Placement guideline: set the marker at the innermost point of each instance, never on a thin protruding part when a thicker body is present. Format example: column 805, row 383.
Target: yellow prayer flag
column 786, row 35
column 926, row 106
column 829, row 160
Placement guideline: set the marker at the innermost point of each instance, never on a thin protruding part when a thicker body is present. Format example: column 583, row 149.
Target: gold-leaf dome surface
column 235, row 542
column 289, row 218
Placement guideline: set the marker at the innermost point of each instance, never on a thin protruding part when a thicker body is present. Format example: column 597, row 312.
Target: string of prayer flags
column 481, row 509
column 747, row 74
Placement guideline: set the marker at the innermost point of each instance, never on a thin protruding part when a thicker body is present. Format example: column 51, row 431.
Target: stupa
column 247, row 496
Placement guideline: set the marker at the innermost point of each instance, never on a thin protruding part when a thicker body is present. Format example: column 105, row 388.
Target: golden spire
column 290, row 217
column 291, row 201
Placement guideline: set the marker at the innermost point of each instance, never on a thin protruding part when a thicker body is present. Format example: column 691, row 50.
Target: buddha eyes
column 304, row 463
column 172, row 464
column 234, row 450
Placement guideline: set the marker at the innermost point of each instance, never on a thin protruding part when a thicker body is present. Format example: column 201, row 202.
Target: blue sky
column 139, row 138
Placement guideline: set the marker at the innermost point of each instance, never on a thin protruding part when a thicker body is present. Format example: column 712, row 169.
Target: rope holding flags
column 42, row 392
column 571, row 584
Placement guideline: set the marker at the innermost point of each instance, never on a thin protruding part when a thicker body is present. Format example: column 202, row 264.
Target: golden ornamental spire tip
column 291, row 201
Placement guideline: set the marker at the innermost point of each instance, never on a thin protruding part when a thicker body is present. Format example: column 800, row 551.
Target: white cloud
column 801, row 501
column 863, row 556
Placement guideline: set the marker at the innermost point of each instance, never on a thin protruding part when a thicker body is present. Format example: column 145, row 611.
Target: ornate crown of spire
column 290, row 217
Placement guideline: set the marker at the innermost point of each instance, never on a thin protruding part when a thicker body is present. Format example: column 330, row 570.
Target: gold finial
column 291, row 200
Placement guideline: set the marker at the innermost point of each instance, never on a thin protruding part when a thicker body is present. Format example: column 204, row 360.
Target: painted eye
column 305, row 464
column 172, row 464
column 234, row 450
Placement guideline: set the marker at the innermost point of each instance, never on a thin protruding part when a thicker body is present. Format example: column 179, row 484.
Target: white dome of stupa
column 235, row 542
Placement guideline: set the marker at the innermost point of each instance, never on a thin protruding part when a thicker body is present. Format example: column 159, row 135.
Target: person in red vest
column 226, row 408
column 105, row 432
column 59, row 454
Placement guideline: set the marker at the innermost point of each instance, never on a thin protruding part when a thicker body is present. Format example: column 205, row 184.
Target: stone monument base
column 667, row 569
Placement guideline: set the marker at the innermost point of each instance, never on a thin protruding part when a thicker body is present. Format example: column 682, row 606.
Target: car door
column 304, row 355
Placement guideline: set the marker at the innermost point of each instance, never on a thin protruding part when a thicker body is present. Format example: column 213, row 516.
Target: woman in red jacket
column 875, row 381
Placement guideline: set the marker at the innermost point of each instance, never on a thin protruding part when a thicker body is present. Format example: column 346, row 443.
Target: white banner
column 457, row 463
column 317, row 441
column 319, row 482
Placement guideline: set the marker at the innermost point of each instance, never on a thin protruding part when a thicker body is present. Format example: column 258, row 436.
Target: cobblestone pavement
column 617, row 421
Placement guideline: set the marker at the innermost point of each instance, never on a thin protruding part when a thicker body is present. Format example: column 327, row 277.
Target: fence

##############################

[TASK BRIEF]
Print the records verbatim, starting at their first line and ending at the line that contains "column 829, row 160", with both of those lines included.

[REPLY]
Placement guideline: set the marker at the innermost point of each instance, never on a thin protruding part when a thicker body is present. Format example: column 805, row 383.
Target: yellow prayer flag
column 786, row 35
column 926, row 106
column 829, row 160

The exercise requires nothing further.